Start of STORED DATA

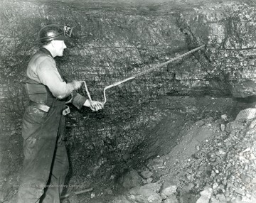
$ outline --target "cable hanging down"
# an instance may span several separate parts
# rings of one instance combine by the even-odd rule
[[[199,49],[201,49],[201,48],[203,48],[203,47],[205,47],[205,46],[206,46],[206,45],[201,45],[201,46],[199,46],[199,47],[198,47],[198,48],[194,48],[194,49],[193,49],[193,50],[190,50],[190,51],[188,51],[188,52],[187,52],[187,53],[184,53],[184,54],[182,54],[182,55],[178,55],[178,56],[177,56],[177,57],[174,57],[174,58],[172,58],[172,59],[171,59],[171,60],[168,60],[168,61],[166,61],[166,62],[163,62],[163,63],[161,63],[161,64],[159,64],[159,65],[156,65],[152,67],[151,68],[149,68],[149,69],[148,69],[148,70],[146,70],[145,71],[143,71],[143,72],[139,72],[139,73],[138,73],[138,74],[137,74],[137,75],[134,75],[134,76],[132,76],[132,77],[128,77],[128,78],[127,78],[127,79],[124,79],[124,80],[122,80],[122,81],[115,82],[115,83],[114,83],[114,84],[110,84],[110,85],[109,85],[109,86],[105,87],[104,88],[104,89],[103,89],[104,102],[102,102],[102,104],[105,104],[107,102],[106,90],[107,90],[107,89],[110,89],[110,88],[113,87],[114,87],[114,86],[119,85],[120,84],[122,84],[122,83],[123,83],[123,82],[127,82],[127,81],[129,81],[129,80],[133,79],[134,79],[134,78],[137,77],[139,77],[139,76],[145,75],[145,74],[146,74],[146,73],[148,73],[148,72],[151,72],[151,71],[152,71],[152,70],[156,70],[156,69],[158,69],[158,68],[159,68],[159,67],[163,67],[163,66],[164,66],[164,65],[170,63],[171,62],[173,62],[173,61],[174,61],[174,60],[178,60],[178,59],[180,59],[180,58],[181,58],[181,57],[183,57],[184,56],[186,56],[186,55],[189,55],[189,54],[191,54],[191,53],[193,53],[193,52],[196,52],[196,51],[197,51],[198,50],[199,50]],[[87,85],[86,85],[86,82],[85,82],[85,81],[82,81],[82,83],[84,84],[84,85],[85,85],[86,94],[87,94],[87,97],[88,97],[88,98],[89,98],[90,104],[92,104],[92,98],[91,98],[91,97],[90,97],[90,94],[88,88],[87,88]]]

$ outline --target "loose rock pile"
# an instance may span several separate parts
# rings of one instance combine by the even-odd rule
[[[199,121],[169,154],[123,176],[119,185],[128,192],[112,203],[256,202],[255,138],[255,108],[241,111],[234,121],[227,115]],[[191,148],[189,156],[185,144]],[[183,159],[174,157],[178,148]]]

End of STORED DATA

_WORK INSTRUCTIONS_. Please set down each line of the data above exactly as written, without the pictures.

_RIGHT ANSWER_.
$ outline --target "cable hanging down"
# an instance may span several separate parts
# rings of one instance combine by the even-odd rule
[[[199,49],[201,49],[201,48],[203,48],[203,47],[205,47],[205,46],[206,46],[206,45],[201,45],[201,46],[199,46],[199,47],[198,47],[198,48],[194,48],[194,49],[193,49],[193,50],[190,50],[190,51],[188,51],[188,52],[187,52],[187,53],[184,53],[184,54],[182,54],[182,55],[178,55],[178,56],[177,56],[177,57],[174,57],[174,58],[172,58],[172,59],[171,59],[171,60],[168,60],[168,61],[166,61],[166,62],[163,62],[163,63],[161,63],[161,64],[159,64],[159,65],[156,65],[152,67],[151,68],[149,68],[149,69],[148,69],[148,70],[146,70],[145,71],[143,71],[143,72],[139,72],[139,73],[138,73],[138,74],[137,74],[137,75],[134,75],[134,76],[132,76],[132,77],[128,77],[128,78],[127,78],[127,79],[124,79],[124,80],[122,80],[122,81],[115,82],[115,83],[114,83],[114,84],[110,84],[110,85],[109,85],[109,86],[105,87],[104,88],[104,89],[103,89],[104,102],[102,102],[102,104],[105,104],[107,102],[106,90],[107,90],[107,89],[110,89],[110,88],[113,87],[114,87],[114,86],[119,85],[120,84],[122,84],[122,83],[123,83],[123,82],[127,82],[127,81],[129,81],[129,80],[133,79],[134,79],[134,78],[137,77],[139,77],[139,76],[145,75],[145,74],[146,74],[146,73],[148,73],[148,72],[151,72],[151,71],[152,71],[152,70],[156,70],[156,69],[158,69],[158,68],[159,68],[159,67],[163,67],[163,66],[164,66],[164,65],[170,63],[171,62],[173,62],[173,61],[174,61],[174,60],[178,60],[178,59],[180,59],[180,58],[181,58],[181,57],[183,57],[184,56],[186,56],[186,55],[189,55],[189,54],[191,54],[191,53],[193,53],[193,52],[196,52],[196,51],[197,51],[198,50],[199,50]],[[87,85],[86,85],[86,82],[85,82],[85,81],[82,81],[82,83],[84,84],[84,85],[85,85],[86,94],[87,94],[87,97],[88,97],[88,98],[89,98],[90,104],[92,104],[92,98],[91,98],[91,97],[90,97],[90,94],[88,88],[87,88]]]

$ outline --target "loose rock pile"
# an instance may span several separate parts
# rings of one instance combine by the even-odd rule
[[[199,121],[169,154],[123,176],[119,185],[128,192],[112,203],[256,202],[255,138],[255,108],[241,111],[234,121],[227,115]],[[191,148],[189,156],[185,144]],[[183,159],[174,157],[178,148]]]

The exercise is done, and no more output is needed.